Objective: Which lines of the material contain the string "white"? Return each of them in full, and treat uppercase and lowercase as different.

Data listing:
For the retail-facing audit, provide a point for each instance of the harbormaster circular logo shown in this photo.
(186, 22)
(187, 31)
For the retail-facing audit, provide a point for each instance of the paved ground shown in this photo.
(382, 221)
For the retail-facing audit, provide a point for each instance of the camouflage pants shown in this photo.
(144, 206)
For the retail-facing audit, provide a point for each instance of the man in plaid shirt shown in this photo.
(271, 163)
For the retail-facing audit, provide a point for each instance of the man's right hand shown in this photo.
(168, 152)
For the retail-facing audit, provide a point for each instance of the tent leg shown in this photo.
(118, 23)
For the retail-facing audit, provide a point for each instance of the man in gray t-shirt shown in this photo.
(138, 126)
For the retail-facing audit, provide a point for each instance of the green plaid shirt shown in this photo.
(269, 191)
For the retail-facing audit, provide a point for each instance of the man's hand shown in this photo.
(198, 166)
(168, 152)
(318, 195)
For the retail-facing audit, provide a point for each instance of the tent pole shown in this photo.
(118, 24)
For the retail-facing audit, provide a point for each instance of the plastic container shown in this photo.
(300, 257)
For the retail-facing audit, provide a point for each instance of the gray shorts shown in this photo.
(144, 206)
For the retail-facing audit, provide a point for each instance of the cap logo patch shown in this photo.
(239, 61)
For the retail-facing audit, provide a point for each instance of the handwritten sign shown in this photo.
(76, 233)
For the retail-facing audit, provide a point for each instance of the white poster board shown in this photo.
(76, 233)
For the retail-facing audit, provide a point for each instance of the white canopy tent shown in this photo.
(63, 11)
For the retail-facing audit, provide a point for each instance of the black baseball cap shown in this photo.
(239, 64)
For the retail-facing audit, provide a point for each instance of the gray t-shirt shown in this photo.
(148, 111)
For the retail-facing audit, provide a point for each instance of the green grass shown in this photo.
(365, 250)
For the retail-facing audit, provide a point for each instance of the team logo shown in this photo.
==
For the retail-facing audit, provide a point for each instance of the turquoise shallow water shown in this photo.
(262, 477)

The reply:
For the retail-facing audit, provide a point for each instance of the white poster board shown in this photo.
For the retail-facing audit, provide a point for each instance of the white canopy tent shown in this photo.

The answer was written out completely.